Text provided.
===

GPU & Deep Learning
Bertha has NVIDIA GPUs available for deep learning and GPU-accelerated computing. This page covers how to use them from Python (PyTorch, TensorFlow) and R (torch).
You do not need to install CUDA yourself. PyTorch, TensorFlow, and R’s torch package all bundle their own CUDA runtime libraries. Just install the framework and it works.
Checking GPU availability
Before getting started, verify the GPUs are accessible:
# Quick check — shows GPU model, driver version, and current usage
nvidia-smi
# Or use the bertha dashboard
berthaYou can also monitor GPU usage interactively with nvtop (pre-installed).
PyTorch
Installation
Use uv to install PyTorch with GPU support:
# In a project
uv add torch torchvision torchaudio --index-url https://download.pytorch.org/whl/cu121
# Or ad-hoc
uv pip install torch torchvision torchaudio --index-url https://download.pytorch.org/whl/cu121The cu121 suffix means PyTorch comes bundled with CUDA 12.1 runtime libraries. This is the recommended variant — it works regardless of which system CUDA version (if any) is installed.
Verify GPU access
import torch
print("CUDA available:", torch.cuda.is_available())
print("GPU count:", torch.cuda.device_count())
if torch.cuda.is_available():
print("GPU name:", torch.cuda.get_device_name(0))If torch.cuda.is_available() returns False, see Troubleshooting below.
TensorFlow
Installation
# Install TensorFlow with bundled CUDA runtime
uv pip install "tensorflow[and-cuda]"The [and-cuda] extra includes CUDA runtime libraries, so no system CUDA is needed.
Verify GPU access
import tensorflow as tf
print("GPU available:", tf.config.list_physical_devices('GPU'))R torch
The R torch package also bundles its own CUDA libraries:
install.packages("torch")

===

Information supplied.
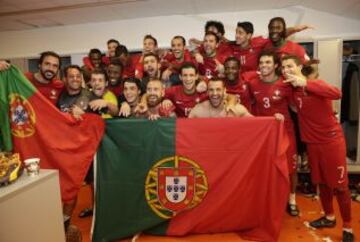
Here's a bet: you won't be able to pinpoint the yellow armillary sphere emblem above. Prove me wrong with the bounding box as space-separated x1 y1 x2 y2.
9 93 36 138
145 156 208 219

===

Exercise tasks.
(1) Answer the following from the GPU guide, marking each answer (a), (b), or (c) on its own line:
(a) What does the cu121 suffix in the PyTorch installation command indicate?
(b) Which pre-installed tool allows GPU usage to be monitored interactively?
(c) Which extra is added to the TensorFlow installation so that no system CUDA is needed?
(2) Carry the GPU guide forward from its final line, in the same style and format.
The data are drawn from a separate source.

Set of answers.
(1)
(a) It indicates that PyTorch comes bundled with CUDA 12.1 runtime libraries.
(b) nvtop.
(c) The [and-cuda] extra.

(2)
torch::torch_is_installed()
torch::cuda_is_available()If CUDA is not detected, torch may need a specific CUDA toolkit version available on the system. Contact the admin if you run into issues.
GPU memory management
Bertha’s GPUs are shared between users. Be mindful of memory usage:
# PyTorch — check current memory usage
import torch
print(f"Allocated: {torch.cuda.memory_allocated() / 1024**3:.2f} GB")
print(f"Cached: {torch.cuda.memory_reserved() / 1024**3:.2f} GB")
# Free unused cached memory
torch.cuda.empty_cache()# TensorFlow — allow memory growth instead of grabbing all GPU memory
import tensorflow as tf
for gpu in tf.config.list_physical_devices('GPU'):
tf.config.experimental.set_memory_growth(gpu, True)Use nvtop or the Bertha dashboard to check GPU utilization and memory usage before starting large jobs. If someone else is using most of the GPU memory, coordinate or wait.
Troubleshooting
torch.cuda.is_available() returns False
Check that the NVIDIA driver is loaded: run
nvidia-smi. If this fails, the system may need a reboot after a driver update.Make sure you installed the CUDA-enabled variant of PyTorch (with
cu121or similar in the index URL). The defaultpip install torchinstalls CPU-only.Verify inside Python:
import torch print(torch.version.cuda) # Should show e.g. "12.1", not None
Out of memory errors
- Check who’s using the GPU:
nvidia-smiorbertha -d - Free cached memory:
torch.cuda.empty_cache() - Reduce batch size in your training loop
- Use mixed precision training (
torch.amp) to halve memory usage
TensorFlow not finding GPU
# Check what TensorFlow sees
import tensorflow as tf
print(tf.config.list_physical_devices())If no GPU is listed, ensure you installed tensorflow[and-cuda] (not just tensorflow).
System Administration
The rest of this page covers driver installation, CUDA toolkit management, and system maintenance. Regular users don’t need this section.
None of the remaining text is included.